• Supplied text
--*--
Here are some sample results. Note that you can use the tool to find other link opportunities too. (In this case, the tool shows us almost 15K domains.)
Encourage your clients to leave reviews
According to Google, positive reviews and rankings help its algorithms understand which businesses are more prominent.
You can ask your customers to leave reviews any way you like. Since we’re focusing on ranking on Google, reviews submitted there will likely be the most important ones.
Things to remember: Don’t buy reviews, don’t offer something in exchange for reviews, and try to reply to reviews as often as possible. (Here are Google’s guidelines for managing reviews.)
Recommendation
That’s about it for optimizing for Google Map Pack. Let’s move on to a slightly more complex topic of optimizing for organic results, i.e., the results below the map pack.
To stand a chance of ranking in the organic search results, you need pages with content relevant to a given search query. The more useful, interesting, and well-linked that content is, the higher your chances are. That’s what we’re going to focus on going forward.
List your services
SEO or not, you need to provide visitors with a list of services that you offer and also share where you offer your services. Some of the services will have a considerable search demand; others potentially not. Later on, we will expand on that using keyword research.
So for example, say you’re specialized in entertainment law, including a number of areas like talent contracts, music law, and publishing. The absolute minimum here is to create a page that explains your expertise in entertainment law and mentions the above specialities.
However, a more effective tactic is to create a content hub where the pillar page talks about your expertise in entertainment law in general and, at the same time, links to subpages dedicated to each area of that type of law you cover.
This page is an example of a content hub (aka topic cluster). We have the general information on entertainment law (there’s more of it on the page below that part) and links to relevant areas on the left. Each link leads to a page dedicated to an area.
And here are some results:
In short, here are some benefits of the content hub approach:
- More topical authority – Interlinks from related content build semantic relationships, which may be a signal of authoritativeness of the topic for Google (learn more).
- More link authority – Pages linked in a hub benefit from each other’s backlinks.
- A user-friendly way to navigate your website – Information is just a click away.
- More perceived value – People often see such hubs as a valuable resource on the topic (which may also increase the propensity to link to your hub).
An additional idea worth considering is creating separate hubs for practice areas and industries. This way, you will increase the number of keywords you can rank for while providing a clear structure for the user.
List your locations
The goal here is to help Google index your website for keywords with local search intent. Some will be explicit. It’s when the searcher uses a location modifier like “new york entertainment lawyer.” Some are implicit, i.e., when there is no location modifier, but Google still thinks there’s local search intent (“bakery” will show you bakeries in your area).
So here is a tactic that will save you time spent on creating a ton of pages for each location and save you from duplicate content issues:
- You can create a page (for example, one called “Contact”) with at least each location’s exact address (including the state/region), phone number, and email (if the email addresses vary).
- Include your locations in the footer. So if you have multiple locations, you can just mention the name of the region and city and link them to the page with the locations’ details.
- If you want to provide more specific information related to the locations, such as practicing lawyers, you can create subpages for each location.
--*--
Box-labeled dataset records
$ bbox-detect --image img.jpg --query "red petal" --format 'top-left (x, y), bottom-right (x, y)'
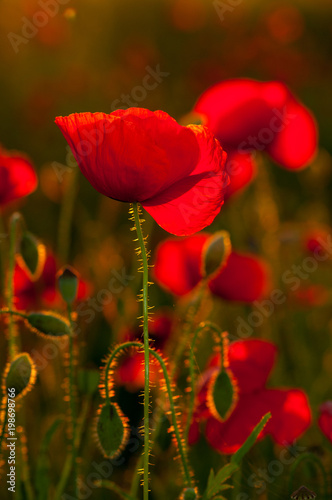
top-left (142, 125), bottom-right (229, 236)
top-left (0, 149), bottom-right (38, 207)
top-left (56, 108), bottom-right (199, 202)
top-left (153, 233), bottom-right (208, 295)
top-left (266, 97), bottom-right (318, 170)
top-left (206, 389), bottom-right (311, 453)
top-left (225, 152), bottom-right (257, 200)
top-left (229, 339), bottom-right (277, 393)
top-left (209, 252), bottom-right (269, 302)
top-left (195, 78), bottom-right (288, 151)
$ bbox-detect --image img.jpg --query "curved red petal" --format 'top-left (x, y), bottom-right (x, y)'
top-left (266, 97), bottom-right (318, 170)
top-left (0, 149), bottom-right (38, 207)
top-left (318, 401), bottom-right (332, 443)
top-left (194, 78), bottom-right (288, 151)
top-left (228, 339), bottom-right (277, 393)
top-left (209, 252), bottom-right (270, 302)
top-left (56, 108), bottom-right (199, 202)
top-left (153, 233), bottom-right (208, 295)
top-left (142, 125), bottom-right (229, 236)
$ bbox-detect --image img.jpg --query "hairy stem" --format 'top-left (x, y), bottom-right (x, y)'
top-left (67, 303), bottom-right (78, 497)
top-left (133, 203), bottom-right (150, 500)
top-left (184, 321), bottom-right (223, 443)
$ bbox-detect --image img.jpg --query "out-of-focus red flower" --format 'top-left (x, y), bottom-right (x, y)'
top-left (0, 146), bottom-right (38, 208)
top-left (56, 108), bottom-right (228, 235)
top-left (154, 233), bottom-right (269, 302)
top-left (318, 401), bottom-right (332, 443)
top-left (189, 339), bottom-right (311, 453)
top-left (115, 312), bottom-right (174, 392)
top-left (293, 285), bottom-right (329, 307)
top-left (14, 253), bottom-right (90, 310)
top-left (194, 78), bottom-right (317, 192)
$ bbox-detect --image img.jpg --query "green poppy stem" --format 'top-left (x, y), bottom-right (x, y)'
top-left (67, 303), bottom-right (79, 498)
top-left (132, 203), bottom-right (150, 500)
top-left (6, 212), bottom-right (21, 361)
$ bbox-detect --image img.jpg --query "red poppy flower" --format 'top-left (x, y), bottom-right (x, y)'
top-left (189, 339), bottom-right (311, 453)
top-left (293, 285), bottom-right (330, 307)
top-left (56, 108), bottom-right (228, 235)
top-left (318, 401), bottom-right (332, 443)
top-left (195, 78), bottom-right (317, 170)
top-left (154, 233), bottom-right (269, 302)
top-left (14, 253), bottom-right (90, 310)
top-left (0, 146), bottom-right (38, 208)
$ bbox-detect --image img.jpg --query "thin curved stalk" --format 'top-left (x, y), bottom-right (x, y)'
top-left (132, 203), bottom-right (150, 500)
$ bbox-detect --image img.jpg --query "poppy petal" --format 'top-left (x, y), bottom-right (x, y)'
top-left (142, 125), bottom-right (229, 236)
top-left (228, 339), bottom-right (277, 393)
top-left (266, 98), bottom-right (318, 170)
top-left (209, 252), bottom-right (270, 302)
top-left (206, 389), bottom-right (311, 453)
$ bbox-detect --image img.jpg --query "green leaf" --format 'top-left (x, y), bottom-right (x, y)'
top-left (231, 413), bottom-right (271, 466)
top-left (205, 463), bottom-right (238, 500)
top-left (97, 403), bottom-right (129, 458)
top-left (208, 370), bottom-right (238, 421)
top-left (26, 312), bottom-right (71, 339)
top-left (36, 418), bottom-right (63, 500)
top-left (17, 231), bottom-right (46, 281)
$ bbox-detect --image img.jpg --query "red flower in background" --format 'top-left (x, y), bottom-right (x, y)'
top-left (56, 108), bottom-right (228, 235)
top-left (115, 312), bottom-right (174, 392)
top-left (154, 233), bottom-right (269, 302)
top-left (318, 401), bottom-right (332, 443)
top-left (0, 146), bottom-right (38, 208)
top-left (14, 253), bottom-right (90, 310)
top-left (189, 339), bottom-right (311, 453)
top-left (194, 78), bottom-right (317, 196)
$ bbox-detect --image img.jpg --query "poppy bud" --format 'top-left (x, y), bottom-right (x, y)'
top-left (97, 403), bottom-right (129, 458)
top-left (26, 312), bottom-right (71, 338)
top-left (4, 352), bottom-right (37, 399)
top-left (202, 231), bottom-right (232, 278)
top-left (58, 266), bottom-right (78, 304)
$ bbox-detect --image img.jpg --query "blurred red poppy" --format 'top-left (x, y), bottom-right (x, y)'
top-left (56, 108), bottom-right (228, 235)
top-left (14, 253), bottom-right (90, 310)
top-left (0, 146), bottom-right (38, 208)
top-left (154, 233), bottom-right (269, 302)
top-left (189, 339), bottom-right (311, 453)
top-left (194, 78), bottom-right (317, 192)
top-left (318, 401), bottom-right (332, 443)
--*--
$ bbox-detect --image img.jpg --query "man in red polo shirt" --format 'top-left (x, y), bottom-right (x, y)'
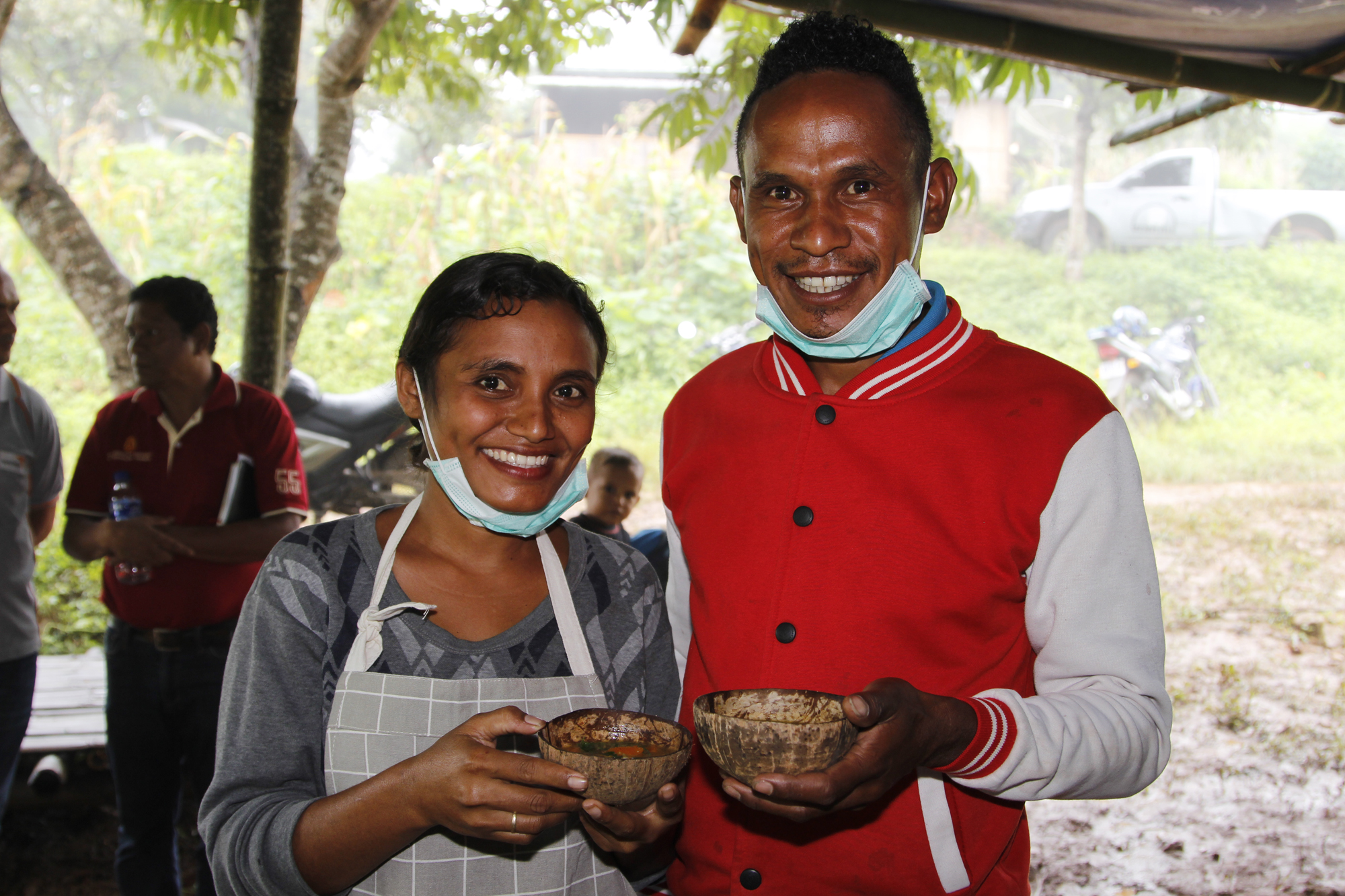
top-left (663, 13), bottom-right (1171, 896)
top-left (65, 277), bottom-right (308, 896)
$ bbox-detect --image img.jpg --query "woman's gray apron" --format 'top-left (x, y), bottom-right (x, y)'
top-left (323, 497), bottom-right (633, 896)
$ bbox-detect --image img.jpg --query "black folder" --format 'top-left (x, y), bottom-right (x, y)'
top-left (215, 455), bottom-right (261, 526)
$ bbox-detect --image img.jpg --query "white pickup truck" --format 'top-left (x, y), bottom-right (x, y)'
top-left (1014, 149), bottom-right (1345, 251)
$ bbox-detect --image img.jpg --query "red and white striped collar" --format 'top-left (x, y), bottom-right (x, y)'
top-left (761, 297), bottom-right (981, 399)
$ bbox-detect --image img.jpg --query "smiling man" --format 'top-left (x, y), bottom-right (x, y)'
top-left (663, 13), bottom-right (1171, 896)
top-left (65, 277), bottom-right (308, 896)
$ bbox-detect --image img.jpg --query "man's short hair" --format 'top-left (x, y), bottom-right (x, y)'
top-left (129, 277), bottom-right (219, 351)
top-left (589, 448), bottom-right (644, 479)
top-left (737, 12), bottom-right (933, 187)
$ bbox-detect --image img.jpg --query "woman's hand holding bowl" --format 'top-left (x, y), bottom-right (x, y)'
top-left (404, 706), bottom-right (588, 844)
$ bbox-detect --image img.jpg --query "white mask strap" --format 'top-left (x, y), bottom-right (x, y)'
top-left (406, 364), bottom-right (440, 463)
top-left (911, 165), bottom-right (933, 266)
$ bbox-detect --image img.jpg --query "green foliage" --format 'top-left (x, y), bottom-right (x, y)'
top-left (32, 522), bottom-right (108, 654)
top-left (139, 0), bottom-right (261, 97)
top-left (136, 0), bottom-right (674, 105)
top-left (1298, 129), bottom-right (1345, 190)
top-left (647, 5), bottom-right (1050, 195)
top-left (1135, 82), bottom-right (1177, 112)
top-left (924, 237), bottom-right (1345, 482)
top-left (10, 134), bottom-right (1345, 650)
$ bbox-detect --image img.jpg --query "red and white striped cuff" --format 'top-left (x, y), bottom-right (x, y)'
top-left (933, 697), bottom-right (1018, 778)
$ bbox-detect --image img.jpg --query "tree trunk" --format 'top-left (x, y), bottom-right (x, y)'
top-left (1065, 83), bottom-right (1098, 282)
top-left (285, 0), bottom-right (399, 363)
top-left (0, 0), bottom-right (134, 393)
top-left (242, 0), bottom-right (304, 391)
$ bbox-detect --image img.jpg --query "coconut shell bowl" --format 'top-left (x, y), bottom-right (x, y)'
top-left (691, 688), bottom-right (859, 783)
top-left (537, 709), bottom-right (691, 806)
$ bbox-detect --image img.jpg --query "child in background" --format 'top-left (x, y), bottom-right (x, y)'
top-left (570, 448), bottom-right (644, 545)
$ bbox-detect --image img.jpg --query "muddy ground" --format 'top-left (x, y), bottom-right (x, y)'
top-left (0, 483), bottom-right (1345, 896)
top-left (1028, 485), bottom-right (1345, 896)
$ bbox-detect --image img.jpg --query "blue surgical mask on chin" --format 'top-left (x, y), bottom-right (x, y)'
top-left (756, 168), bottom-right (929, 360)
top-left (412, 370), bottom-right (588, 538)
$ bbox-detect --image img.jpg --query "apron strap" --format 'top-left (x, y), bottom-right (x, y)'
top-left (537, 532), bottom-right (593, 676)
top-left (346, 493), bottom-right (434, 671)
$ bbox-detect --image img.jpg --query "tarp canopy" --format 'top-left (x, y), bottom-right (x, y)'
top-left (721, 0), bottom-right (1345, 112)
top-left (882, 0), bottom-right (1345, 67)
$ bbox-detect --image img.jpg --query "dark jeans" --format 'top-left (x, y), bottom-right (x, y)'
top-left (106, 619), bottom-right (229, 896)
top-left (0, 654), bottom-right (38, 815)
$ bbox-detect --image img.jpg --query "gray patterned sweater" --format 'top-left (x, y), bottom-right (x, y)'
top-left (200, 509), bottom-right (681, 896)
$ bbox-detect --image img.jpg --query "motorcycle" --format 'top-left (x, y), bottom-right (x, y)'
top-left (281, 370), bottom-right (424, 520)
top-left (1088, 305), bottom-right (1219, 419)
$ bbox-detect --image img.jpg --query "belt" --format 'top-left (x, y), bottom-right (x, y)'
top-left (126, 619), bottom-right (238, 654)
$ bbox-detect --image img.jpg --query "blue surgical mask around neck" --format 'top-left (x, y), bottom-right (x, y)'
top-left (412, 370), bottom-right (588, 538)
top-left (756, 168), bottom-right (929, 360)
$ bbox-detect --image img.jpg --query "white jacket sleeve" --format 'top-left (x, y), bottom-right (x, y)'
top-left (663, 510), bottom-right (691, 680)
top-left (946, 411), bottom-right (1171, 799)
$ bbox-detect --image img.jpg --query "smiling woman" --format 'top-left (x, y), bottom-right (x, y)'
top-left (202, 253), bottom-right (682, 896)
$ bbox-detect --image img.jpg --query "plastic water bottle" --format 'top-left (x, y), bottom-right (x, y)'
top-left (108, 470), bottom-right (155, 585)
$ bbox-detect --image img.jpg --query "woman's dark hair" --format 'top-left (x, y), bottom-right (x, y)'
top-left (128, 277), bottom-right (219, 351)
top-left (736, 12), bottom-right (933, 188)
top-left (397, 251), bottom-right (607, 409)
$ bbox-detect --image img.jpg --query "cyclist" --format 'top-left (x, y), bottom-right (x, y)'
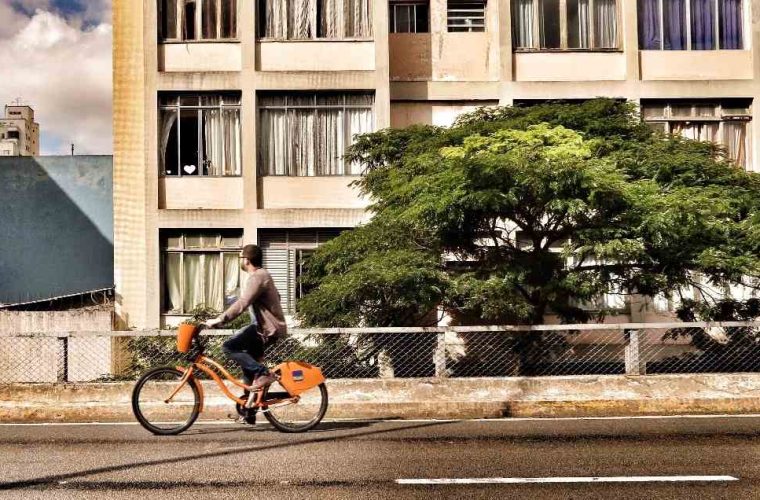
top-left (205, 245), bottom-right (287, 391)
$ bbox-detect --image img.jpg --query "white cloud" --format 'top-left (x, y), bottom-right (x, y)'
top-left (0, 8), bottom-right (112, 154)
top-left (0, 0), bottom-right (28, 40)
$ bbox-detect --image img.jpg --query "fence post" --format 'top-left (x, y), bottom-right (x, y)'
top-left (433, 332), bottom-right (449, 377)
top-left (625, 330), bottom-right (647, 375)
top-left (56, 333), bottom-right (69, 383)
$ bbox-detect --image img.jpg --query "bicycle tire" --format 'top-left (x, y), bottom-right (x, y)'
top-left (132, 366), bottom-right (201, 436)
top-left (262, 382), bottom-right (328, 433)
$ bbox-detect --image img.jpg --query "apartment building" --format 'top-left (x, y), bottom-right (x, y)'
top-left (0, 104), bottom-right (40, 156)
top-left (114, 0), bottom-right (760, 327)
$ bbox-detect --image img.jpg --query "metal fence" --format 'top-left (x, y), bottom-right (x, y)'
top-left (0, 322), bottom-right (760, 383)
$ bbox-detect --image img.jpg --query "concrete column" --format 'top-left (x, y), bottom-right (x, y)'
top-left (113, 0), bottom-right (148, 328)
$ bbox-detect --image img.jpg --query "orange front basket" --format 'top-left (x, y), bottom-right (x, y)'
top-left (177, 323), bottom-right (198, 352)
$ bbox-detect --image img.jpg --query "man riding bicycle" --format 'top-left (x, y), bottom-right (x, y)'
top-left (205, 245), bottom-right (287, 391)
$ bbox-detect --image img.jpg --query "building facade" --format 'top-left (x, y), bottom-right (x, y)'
--*--
• Given request A
From the supplied text on local SEO, write out the part that opens with the words containing "- More perceived" and closes with "in your area).".
• Given request B
Answer these questions from the supplied text on local SEO:
(i) According to Google, what do positive reviews and rankings help its algorithms understand?
(ii) What other name does the text give for a content hub?
(iii) What search term does the text use as an example of implicit local search intent?

• Exercise result A
- More perceived value – People often see such hubs as a valuable resource on the topic (which may also increase the propensity to link to your hub).
An additional idea worth considering is creating separate hubs for practice areas and industries. This way, you will increase the number of keywords you can rank for while providing a clear structure for the user.
List your locations
The goal here is to help Google index your website for keywords with local search intent. Some will be explicit. It’s when the searcher uses a location modifier like “new york entertainment lawyer.” Some are implicit, i.e., when there is no location modifier, but Google still thinks there’s local search intent (“bakery” will show you bakeries in your area).

• Exercise result B
(i) Which businesses are more prominent.
(ii) Topic cluster.
(iii) "bakery"